**What you are asked to do**. Say how many lines below contain the word "pendant". The number is the entire reply.

[Saved entries]
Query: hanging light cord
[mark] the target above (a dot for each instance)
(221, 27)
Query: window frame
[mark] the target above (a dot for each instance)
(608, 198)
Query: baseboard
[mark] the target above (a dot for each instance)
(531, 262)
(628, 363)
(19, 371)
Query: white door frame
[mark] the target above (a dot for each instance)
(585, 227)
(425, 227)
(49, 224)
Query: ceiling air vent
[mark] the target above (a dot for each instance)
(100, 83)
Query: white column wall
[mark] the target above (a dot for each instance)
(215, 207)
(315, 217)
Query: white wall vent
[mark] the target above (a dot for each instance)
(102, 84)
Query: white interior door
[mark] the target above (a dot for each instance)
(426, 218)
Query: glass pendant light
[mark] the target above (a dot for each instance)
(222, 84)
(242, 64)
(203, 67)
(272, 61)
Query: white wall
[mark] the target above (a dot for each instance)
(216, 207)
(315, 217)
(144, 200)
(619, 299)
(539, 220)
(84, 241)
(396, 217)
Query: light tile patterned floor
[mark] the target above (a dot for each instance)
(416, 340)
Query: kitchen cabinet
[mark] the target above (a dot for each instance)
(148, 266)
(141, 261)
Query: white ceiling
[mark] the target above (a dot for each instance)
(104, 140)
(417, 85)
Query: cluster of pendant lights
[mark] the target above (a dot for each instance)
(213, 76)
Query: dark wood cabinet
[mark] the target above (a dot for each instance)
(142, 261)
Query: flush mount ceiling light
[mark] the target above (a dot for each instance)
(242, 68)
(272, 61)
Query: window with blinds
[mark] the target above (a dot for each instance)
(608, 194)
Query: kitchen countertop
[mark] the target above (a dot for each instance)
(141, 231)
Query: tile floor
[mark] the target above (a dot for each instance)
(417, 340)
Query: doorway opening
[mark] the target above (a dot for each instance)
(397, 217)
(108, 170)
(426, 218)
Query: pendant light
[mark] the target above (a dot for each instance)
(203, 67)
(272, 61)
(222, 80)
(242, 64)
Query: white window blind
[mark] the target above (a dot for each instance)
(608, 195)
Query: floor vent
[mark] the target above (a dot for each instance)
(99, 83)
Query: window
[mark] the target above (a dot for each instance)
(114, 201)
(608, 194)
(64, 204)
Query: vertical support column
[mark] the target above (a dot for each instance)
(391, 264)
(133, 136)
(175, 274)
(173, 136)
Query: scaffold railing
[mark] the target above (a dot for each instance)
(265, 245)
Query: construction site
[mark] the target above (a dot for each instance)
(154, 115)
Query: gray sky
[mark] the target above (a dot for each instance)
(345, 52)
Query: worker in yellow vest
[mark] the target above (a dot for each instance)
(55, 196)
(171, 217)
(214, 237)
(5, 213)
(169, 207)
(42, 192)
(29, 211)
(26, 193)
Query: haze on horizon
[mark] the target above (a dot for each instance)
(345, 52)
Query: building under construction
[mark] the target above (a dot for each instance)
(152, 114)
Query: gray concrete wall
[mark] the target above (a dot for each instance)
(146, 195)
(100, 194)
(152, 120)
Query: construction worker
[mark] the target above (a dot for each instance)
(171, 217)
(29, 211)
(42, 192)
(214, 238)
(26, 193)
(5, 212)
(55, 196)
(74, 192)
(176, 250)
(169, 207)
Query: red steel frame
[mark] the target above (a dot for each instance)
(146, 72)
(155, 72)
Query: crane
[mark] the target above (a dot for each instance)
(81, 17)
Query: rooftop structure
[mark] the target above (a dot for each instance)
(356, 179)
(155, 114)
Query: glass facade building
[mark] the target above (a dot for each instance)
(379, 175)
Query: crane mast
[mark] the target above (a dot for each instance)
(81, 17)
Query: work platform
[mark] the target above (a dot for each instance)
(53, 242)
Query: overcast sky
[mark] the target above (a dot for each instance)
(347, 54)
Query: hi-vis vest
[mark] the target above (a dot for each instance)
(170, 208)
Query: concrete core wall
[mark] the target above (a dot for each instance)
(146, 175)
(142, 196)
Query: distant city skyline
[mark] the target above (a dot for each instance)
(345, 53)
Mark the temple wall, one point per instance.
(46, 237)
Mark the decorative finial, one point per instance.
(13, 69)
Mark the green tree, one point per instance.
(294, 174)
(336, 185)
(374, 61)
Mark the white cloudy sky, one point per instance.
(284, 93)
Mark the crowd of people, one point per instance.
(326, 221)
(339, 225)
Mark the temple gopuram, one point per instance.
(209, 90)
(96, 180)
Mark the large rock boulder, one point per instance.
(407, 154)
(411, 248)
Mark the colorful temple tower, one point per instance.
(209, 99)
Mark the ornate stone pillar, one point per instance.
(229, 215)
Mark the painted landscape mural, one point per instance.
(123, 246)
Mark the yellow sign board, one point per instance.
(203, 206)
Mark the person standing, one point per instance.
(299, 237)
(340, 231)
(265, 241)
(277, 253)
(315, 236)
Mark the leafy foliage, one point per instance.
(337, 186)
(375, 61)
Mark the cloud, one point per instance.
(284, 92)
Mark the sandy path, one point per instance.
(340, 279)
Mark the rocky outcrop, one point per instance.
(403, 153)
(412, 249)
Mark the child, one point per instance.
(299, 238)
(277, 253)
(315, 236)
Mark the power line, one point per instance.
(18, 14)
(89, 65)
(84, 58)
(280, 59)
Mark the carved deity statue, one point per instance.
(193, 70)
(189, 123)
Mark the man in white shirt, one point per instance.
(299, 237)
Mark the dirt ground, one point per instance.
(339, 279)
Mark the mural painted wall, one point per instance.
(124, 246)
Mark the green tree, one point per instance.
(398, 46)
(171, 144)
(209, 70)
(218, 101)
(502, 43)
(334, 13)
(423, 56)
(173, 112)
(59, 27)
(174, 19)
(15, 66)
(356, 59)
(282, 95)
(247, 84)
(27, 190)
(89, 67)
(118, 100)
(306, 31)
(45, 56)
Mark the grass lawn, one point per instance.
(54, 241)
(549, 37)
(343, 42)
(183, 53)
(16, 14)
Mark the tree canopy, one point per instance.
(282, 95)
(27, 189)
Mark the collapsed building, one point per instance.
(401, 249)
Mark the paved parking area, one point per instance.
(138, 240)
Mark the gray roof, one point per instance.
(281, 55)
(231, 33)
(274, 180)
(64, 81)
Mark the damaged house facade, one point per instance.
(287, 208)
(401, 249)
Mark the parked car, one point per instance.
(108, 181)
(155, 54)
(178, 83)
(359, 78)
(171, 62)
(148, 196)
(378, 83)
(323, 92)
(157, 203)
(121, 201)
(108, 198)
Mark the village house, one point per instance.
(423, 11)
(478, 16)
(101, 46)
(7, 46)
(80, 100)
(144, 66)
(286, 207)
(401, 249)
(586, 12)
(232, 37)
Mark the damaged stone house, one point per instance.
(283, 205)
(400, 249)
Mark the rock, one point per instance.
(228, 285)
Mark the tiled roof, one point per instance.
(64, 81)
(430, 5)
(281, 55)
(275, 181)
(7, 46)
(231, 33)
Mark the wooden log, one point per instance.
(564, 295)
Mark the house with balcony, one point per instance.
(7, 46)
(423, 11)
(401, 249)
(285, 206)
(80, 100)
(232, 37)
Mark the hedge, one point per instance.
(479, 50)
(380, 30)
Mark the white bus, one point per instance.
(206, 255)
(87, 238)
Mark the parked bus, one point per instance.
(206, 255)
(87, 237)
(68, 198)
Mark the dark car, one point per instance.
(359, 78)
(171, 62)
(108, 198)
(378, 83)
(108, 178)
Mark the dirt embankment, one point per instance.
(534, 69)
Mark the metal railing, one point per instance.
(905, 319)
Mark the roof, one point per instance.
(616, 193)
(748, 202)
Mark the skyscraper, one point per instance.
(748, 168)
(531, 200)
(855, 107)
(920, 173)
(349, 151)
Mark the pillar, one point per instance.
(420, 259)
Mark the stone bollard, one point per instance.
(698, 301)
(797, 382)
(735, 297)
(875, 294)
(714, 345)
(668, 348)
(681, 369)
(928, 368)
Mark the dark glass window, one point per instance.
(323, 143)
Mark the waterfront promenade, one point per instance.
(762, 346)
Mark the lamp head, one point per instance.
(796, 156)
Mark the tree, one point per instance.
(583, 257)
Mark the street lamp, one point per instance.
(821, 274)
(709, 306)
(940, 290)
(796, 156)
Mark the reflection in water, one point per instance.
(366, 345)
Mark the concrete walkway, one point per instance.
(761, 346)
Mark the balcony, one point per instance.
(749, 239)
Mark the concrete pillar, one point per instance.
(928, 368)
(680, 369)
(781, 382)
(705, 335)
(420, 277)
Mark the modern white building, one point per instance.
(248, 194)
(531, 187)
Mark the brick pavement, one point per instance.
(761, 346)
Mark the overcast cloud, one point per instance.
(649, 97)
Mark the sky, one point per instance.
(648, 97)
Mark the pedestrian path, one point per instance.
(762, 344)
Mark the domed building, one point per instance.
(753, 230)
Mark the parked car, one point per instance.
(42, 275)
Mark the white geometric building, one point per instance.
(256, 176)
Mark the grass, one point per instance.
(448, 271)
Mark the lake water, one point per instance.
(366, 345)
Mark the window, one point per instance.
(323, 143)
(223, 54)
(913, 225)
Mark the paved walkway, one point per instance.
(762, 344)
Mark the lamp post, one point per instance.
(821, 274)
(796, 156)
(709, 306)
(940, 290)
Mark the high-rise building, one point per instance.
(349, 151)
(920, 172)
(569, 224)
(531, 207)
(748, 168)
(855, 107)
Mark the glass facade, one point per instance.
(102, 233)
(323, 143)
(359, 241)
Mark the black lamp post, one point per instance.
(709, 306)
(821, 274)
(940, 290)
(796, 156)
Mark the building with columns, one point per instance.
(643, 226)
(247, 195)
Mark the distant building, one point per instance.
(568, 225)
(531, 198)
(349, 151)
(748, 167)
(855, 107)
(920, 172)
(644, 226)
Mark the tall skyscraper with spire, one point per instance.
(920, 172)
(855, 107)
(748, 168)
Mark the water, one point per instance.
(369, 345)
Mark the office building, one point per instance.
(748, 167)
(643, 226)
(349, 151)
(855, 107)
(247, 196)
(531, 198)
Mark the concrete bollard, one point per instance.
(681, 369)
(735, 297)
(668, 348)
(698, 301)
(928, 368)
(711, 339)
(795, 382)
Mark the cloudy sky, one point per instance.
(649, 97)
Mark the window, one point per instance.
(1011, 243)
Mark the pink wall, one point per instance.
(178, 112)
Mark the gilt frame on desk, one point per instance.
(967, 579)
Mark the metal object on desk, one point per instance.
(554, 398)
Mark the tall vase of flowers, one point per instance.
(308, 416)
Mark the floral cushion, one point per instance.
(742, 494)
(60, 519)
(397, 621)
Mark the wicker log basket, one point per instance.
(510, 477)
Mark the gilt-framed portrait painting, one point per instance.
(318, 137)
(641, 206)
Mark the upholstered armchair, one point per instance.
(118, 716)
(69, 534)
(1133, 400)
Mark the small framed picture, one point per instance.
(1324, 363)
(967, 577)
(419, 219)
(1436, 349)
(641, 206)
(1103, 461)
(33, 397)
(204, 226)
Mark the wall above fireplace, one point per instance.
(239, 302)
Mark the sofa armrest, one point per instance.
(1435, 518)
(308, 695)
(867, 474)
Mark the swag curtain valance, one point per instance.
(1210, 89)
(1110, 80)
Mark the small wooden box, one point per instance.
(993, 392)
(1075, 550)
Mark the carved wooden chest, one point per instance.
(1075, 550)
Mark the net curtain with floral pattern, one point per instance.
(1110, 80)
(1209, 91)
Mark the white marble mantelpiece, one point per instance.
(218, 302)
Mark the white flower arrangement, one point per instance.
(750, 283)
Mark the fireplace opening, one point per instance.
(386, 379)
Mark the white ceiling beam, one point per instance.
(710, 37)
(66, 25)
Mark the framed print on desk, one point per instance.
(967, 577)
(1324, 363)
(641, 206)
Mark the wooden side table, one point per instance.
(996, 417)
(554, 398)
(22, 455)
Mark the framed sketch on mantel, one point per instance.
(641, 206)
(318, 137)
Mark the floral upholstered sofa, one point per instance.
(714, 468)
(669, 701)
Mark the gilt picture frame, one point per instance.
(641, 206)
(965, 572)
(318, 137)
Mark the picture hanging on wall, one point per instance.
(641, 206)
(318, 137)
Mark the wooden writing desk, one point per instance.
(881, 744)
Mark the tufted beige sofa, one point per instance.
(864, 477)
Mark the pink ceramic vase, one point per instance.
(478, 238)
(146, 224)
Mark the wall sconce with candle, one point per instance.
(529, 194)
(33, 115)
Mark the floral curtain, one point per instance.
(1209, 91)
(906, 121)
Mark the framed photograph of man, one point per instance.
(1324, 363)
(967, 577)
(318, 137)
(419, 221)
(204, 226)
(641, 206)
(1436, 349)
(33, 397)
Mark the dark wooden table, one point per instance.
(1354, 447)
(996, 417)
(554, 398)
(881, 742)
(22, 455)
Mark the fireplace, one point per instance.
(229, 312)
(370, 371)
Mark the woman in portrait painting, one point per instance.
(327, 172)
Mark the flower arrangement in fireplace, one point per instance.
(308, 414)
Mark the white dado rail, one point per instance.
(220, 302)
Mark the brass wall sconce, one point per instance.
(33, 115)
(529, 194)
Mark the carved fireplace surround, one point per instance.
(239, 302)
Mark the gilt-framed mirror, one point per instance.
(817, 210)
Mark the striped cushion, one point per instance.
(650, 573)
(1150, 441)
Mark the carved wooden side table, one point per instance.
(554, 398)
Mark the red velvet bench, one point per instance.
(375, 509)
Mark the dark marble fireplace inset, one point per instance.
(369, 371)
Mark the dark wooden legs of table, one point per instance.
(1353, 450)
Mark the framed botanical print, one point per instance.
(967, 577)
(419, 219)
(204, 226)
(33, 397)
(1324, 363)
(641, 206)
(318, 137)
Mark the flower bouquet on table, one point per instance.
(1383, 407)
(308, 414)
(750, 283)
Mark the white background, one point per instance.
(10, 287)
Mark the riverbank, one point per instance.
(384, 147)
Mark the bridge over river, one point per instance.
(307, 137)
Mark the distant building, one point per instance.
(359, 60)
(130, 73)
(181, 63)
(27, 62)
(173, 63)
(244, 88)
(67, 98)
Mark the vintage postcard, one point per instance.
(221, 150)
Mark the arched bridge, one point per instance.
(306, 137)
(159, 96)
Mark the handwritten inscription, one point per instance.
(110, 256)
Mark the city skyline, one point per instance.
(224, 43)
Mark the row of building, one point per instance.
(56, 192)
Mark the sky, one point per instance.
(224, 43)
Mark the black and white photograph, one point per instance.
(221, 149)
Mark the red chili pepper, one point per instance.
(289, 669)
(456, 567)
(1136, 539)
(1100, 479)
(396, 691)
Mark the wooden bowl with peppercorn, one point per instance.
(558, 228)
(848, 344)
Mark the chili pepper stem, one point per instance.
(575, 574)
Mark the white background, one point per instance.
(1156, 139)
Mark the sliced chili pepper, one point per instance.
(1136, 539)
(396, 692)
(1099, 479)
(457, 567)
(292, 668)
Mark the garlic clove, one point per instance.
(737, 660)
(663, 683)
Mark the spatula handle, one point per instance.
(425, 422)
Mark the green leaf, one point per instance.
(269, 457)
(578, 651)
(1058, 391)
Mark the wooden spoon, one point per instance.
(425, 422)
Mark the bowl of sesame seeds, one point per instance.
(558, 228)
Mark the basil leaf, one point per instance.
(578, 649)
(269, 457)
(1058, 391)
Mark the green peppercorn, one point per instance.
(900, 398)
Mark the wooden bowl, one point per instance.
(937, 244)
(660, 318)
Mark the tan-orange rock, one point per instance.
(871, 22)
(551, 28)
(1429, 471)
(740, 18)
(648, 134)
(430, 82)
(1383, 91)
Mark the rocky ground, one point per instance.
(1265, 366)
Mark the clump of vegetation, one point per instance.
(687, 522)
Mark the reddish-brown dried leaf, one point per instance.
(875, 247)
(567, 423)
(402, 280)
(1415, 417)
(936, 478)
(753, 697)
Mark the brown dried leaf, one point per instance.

**Task response**. 3